Write out everything in the excerpt on Bolaño's 2666 from "The horror of" down to "illustrate the man.", word for word.

▶ **Excerpt**:
_ _ _ _
There are characters in this book. There is narrative of sorts. Above all there are murders of women, dozens and dozens of bodies, many unknown, many sexually violated, tortured, the scant details of their identities and deaths submitted with forensic professionalism.

Illustration of the site where Rubi Marisol Frayre was fonud: 'we were able to recover one third of her body, which was dumped among pig bones and set on fire. The rest of it was eaten by animals.'
Rubi Marisol Frayre was murdered in 2008; from La Lucha, Jon Sack, 2015

Though Bolaño did toy with the idea of allowing each part of this book to be its own book, it, or they, were constructed as an organic unit. How are they bound together?

Coincidence is a Luxury

Guiseppe Arcimboldo painted canvases teeming with objects, riddled with double meaning and allusion. He delighted the royal courts of sixteenth century Europe with teasing creations that often seem a simple collection of stuff, only to reveal, from the right angle, a hidden unity. Take The Gardener:

The Gardener, painting by Guiseppe Arcimboldo, 1587-1590
The Gardener, Arcimboldo, 1587-1590

Oh, ok, I’ll give you a clue: turn it upside down.

The narrative non-sequiturs of Bolaño’s 2666 don’t initially appear to add up to a whole story, but it is impossible not to infer a relationship between each section, and this leads uneasily to thought of the section, The Part About The Crimes. And to the thought that it is of a part with the rest.

The horror of the crimes seems incomprehensible, alien, but perhaps this is only because we look too closely, failing to pull back and take it all in, to see that they are all too easily linked to our own lives. On the other hand, pulling back shows us the deaths not in their unique horror, but as just another part – something that can be ignored in itself – of the overall picture. Once you see the gardener, his component parts lose their individuality, and matter not for themselves, but only as they were chosen to illustrate the man.

The book contains a fictional painter, Edwin Johns, famous for ‘an ellipsis of self-portraits … seven feet by three and a half feet, in the centre of which hung the painter’s mummified right hand.’ Johns says that: ‘Coincidence … is like the manifestation of God at every moment on our planet. A senseless God making senseless gestures at his senseless creatures.’ The fragmentary nature of the book might seem to endorse this nihilism, the nod to Arcimboldo’s painting a suggestion that any pattern made out is an illusion indulged in by the viewer.
_ _ _ _
▶ **Supplied data**:
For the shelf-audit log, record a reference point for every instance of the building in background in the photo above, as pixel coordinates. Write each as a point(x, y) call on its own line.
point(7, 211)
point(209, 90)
_ _ _ _
▶ **Output of the task**:
The horror of the crimes seems incomprehensible, alien, but perhaps this is only because we look too closely, failing to pull back and take it all in, to see that they are all too easily linked to our own lives. On the other hand, pulling back shows us the deaths not in their unique horror, but as just another part – something that can be ignored in itself – of the overall picture. Once you see the gardener, his component parts lose their individuality, and matter not for themselves, but only as they were chosen to illustrate the man.